**Set problem**
Pick out each line in the items below that contains the word "shrub". Copy those lines.

------ Source material

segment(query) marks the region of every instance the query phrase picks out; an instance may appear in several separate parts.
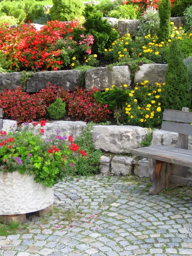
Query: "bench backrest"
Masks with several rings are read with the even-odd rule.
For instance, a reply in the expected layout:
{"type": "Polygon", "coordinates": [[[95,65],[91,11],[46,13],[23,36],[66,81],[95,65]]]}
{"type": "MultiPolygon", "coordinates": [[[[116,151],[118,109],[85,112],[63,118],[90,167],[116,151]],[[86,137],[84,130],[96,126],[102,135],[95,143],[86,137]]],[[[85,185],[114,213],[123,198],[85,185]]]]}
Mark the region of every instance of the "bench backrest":
{"type": "Polygon", "coordinates": [[[192,135],[192,112],[165,109],[163,120],[162,130],[192,135]]]}

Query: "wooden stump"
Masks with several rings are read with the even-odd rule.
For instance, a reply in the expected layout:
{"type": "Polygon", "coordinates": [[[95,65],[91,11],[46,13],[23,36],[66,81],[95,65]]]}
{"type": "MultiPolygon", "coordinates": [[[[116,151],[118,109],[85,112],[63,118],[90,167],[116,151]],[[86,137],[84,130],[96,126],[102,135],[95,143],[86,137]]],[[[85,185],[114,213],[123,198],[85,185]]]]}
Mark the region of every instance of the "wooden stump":
{"type": "Polygon", "coordinates": [[[3,224],[11,224],[13,221],[17,223],[26,222],[26,214],[0,215],[0,220],[3,224]]]}

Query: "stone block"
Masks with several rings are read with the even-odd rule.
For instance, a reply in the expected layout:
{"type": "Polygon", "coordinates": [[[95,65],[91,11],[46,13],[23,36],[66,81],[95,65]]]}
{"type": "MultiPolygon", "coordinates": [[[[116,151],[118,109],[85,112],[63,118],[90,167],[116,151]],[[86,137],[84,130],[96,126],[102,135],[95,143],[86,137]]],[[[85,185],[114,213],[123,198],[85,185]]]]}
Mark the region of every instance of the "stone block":
{"type": "Polygon", "coordinates": [[[134,82],[140,84],[148,80],[148,84],[155,83],[163,84],[165,81],[165,74],[167,70],[166,64],[143,64],[140,66],[140,70],[135,72],[134,82]]]}
{"type": "Polygon", "coordinates": [[[139,147],[147,130],[131,125],[96,125],[93,127],[92,132],[96,149],[121,154],[131,153],[139,147]]]}
{"type": "Polygon", "coordinates": [[[133,163],[131,157],[115,156],[111,160],[111,173],[123,176],[131,174],[133,163]]]}
{"type": "Polygon", "coordinates": [[[109,172],[111,158],[107,156],[102,156],[99,166],[101,173],[105,174],[109,172]]]}
{"type": "MultiPolygon", "coordinates": [[[[0,73],[0,93],[3,93],[7,89],[13,89],[21,86],[19,80],[21,76],[20,72],[0,73]]],[[[25,90],[25,88],[22,88],[25,90]]]]}
{"type": "MultiPolygon", "coordinates": [[[[81,135],[86,125],[86,122],[81,121],[53,121],[46,122],[45,126],[43,128],[44,130],[43,137],[48,138],[54,135],[59,134],[61,136],[72,135],[74,140],[81,135]],[[57,133],[57,131],[60,131],[57,133]]],[[[22,124],[21,130],[24,131],[26,129],[29,131],[33,130],[35,134],[39,134],[40,125],[39,124],[35,127],[33,127],[32,124],[29,123],[28,125],[22,124]]]]}
{"type": "Polygon", "coordinates": [[[3,119],[3,128],[1,129],[3,131],[14,132],[17,129],[17,122],[14,120],[3,119]]]}
{"type": "Polygon", "coordinates": [[[138,30],[140,23],[140,20],[122,20],[117,23],[118,31],[120,36],[123,36],[125,34],[129,33],[131,36],[134,35],[138,30]]]}
{"type": "Polygon", "coordinates": [[[29,79],[26,91],[27,93],[39,92],[47,86],[47,83],[73,91],[80,84],[81,75],[82,72],[80,70],[37,72],[29,79]]]}
{"type": "Polygon", "coordinates": [[[26,222],[26,214],[0,215],[0,220],[3,224],[11,224],[13,222],[24,223],[26,222]]]}
{"type": "Polygon", "coordinates": [[[150,168],[148,161],[146,160],[134,161],[134,174],[137,175],[139,177],[148,177],[150,168]]]}
{"type": "Polygon", "coordinates": [[[131,82],[131,71],[128,66],[115,66],[111,69],[98,67],[87,70],[85,74],[85,89],[90,90],[93,87],[105,91],[112,85],[120,88],[126,84],[129,86],[131,82]]]}

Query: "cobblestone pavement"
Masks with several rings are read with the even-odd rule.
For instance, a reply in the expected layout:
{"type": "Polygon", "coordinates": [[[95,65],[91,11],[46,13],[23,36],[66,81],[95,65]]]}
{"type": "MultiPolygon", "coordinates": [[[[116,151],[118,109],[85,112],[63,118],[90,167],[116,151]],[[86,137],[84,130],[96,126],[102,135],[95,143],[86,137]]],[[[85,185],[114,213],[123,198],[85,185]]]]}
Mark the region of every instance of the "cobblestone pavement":
{"type": "Polygon", "coordinates": [[[59,183],[52,215],[29,215],[17,234],[0,236],[0,255],[192,255],[191,190],[152,196],[148,183],[99,175],[59,183]]]}

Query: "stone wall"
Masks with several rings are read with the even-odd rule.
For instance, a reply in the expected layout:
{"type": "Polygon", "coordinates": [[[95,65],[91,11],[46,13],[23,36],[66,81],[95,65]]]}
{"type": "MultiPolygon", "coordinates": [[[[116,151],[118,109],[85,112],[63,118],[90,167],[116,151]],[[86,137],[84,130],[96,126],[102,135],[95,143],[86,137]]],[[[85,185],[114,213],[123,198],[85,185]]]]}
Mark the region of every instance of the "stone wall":
{"type": "MultiPolygon", "coordinates": [[[[163,83],[167,67],[165,64],[144,64],[135,73],[134,81],[140,83],[148,80],[149,84],[157,82],[163,83]]],[[[113,84],[119,88],[125,84],[130,85],[131,74],[128,66],[117,66],[111,68],[98,67],[88,70],[85,73],[85,88],[87,91],[93,87],[104,91],[105,88],[111,87],[113,84]]],[[[13,89],[20,86],[19,79],[21,76],[20,72],[0,73],[0,93],[6,89],[13,89]]],[[[79,86],[81,76],[80,70],[37,72],[29,79],[26,86],[23,86],[22,89],[28,93],[39,92],[50,82],[72,92],[79,86]]]]}

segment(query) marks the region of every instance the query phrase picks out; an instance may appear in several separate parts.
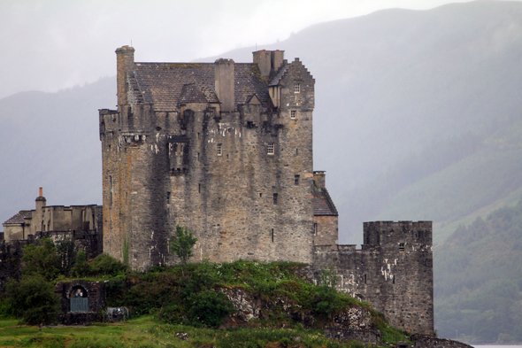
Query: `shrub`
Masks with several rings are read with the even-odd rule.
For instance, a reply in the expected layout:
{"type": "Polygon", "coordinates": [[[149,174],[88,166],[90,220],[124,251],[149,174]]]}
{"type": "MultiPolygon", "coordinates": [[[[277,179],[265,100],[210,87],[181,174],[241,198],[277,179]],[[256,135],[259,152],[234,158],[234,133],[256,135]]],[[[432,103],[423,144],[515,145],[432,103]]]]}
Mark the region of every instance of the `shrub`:
{"type": "Polygon", "coordinates": [[[196,326],[217,327],[223,323],[226,315],[235,312],[232,302],[221,291],[195,292],[187,301],[189,304],[188,320],[196,326]]]}
{"type": "Polygon", "coordinates": [[[59,298],[54,293],[54,285],[42,277],[31,275],[19,282],[7,284],[10,311],[20,321],[29,325],[50,324],[56,321],[59,310],[59,298]]]}

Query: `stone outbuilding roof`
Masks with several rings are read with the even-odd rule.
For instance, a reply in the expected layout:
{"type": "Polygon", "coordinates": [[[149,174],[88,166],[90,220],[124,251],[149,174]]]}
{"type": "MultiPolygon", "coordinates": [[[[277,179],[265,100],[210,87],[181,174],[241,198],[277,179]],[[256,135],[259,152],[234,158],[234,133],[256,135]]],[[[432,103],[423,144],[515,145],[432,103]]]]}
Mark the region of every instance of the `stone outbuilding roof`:
{"type": "Polygon", "coordinates": [[[4,222],[4,224],[21,224],[26,222],[26,219],[32,219],[33,215],[30,210],[20,210],[16,214],[14,214],[11,219],[7,221],[4,222]]]}
{"type": "MultiPolygon", "coordinates": [[[[213,63],[135,63],[128,73],[135,100],[154,104],[156,111],[174,111],[180,103],[219,103],[213,63]]],[[[268,79],[257,64],[234,64],[234,77],[235,106],[254,94],[268,105],[268,79]]]]}
{"type": "Polygon", "coordinates": [[[315,189],[313,190],[313,214],[316,216],[339,216],[326,189],[315,189]]]}

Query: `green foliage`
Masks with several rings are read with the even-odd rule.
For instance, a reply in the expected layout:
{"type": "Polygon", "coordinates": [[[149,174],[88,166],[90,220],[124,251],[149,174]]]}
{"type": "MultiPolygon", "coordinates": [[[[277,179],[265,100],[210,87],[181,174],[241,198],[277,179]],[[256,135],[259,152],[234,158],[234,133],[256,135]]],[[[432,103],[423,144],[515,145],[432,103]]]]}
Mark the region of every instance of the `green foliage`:
{"type": "Polygon", "coordinates": [[[79,250],[76,254],[76,262],[71,268],[71,275],[76,277],[87,276],[89,274],[89,266],[87,263],[87,252],[79,250]]]}
{"type": "Polygon", "coordinates": [[[186,267],[187,261],[192,256],[192,247],[196,242],[197,238],[194,236],[190,229],[176,225],[176,232],[170,240],[169,249],[180,258],[183,268],[186,267]]]}
{"type": "Polygon", "coordinates": [[[50,238],[40,239],[40,245],[26,245],[22,262],[25,264],[22,273],[27,276],[39,275],[47,281],[52,281],[59,274],[58,265],[60,265],[60,259],[50,238]]]}
{"type": "Polygon", "coordinates": [[[71,238],[64,238],[56,243],[56,251],[60,260],[60,273],[68,275],[74,262],[76,252],[74,252],[74,241],[71,238]]]}
{"type": "Polygon", "coordinates": [[[54,293],[54,285],[42,276],[30,275],[19,282],[11,281],[7,285],[11,313],[21,322],[29,325],[50,324],[56,321],[59,298],[54,293]]]}
{"type": "Polygon", "coordinates": [[[76,264],[71,273],[77,277],[117,276],[129,272],[128,266],[121,263],[107,254],[100,254],[95,259],[86,261],[85,251],[78,251],[76,264]]]}
{"type": "Polygon", "coordinates": [[[435,249],[435,318],[442,337],[522,342],[522,202],[468,226],[435,249]]]}
{"type": "MultiPolygon", "coordinates": [[[[335,290],[333,271],[314,285],[298,275],[301,265],[291,262],[247,262],[189,264],[181,267],[156,267],[147,274],[128,274],[107,284],[110,306],[127,305],[133,315],[156,313],[164,322],[215,327],[233,307],[223,289],[241,288],[251,296],[273,304],[282,300],[300,311],[313,313],[319,325],[331,322],[338,313],[353,305],[366,305],[335,290]]],[[[261,325],[293,323],[290,313],[277,305],[265,310],[261,325]]]]}

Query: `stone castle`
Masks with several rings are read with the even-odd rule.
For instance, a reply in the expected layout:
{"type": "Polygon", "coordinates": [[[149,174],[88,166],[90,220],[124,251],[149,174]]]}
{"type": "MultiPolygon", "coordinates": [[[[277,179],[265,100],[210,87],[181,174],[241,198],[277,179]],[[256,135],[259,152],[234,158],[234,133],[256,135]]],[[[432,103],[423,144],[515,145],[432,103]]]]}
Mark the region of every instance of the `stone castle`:
{"type": "MultiPolygon", "coordinates": [[[[311,278],[333,267],[340,290],[399,328],[434,333],[432,223],[366,222],[361,250],[338,244],[325,173],[313,171],[315,81],[298,58],[116,54],[118,109],[99,111],[104,252],[139,270],[173,265],[167,242],[186,226],[195,262],[297,261],[311,278]]],[[[4,224],[6,240],[15,225],[4,224]]]]}

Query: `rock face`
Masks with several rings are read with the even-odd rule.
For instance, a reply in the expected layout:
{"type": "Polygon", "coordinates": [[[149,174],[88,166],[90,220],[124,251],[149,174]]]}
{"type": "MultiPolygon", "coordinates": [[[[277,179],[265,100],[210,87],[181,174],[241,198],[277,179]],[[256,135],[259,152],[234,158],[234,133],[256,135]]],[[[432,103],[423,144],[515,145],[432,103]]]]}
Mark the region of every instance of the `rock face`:
{"type": "MultiPolygon", "coordinates": [[[[255,326],[249,322],[253,319],[269,319],[269,313],[279,308],[288,314],[292,320],[301,322],[306,328],[316,327],[312,313],[304,312],[299,305],[279,298],[275,302],[256,298],[242,288],[222,289],[228,299],[233,302],[237,312],[226,318],[222,329],[230,327],[255,326]]],[[[284,324],[283,324],[284,326],[284,324]]],[[[325,335],[340,341],[357,340],[376,344],[380,340],[380,332],[372,322],[370,311],[360,306],[353,306],[334,318],[334,323],[323,327],[325,335]]]]}
{"type": "Polygon", "coordinates": [[[472,348],[471,345],[450,339],[437,338],[426,335],[411,335],[414,348],[472,348]]]}

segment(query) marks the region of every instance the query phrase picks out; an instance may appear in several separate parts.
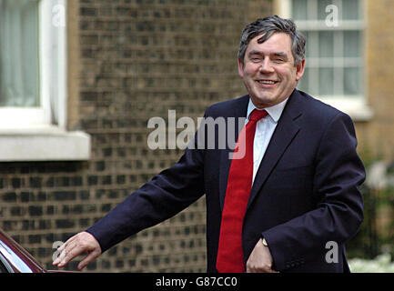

------------

**Answer to this task**
Query: `shrub`
Mark the region of every instance of the `shrub`:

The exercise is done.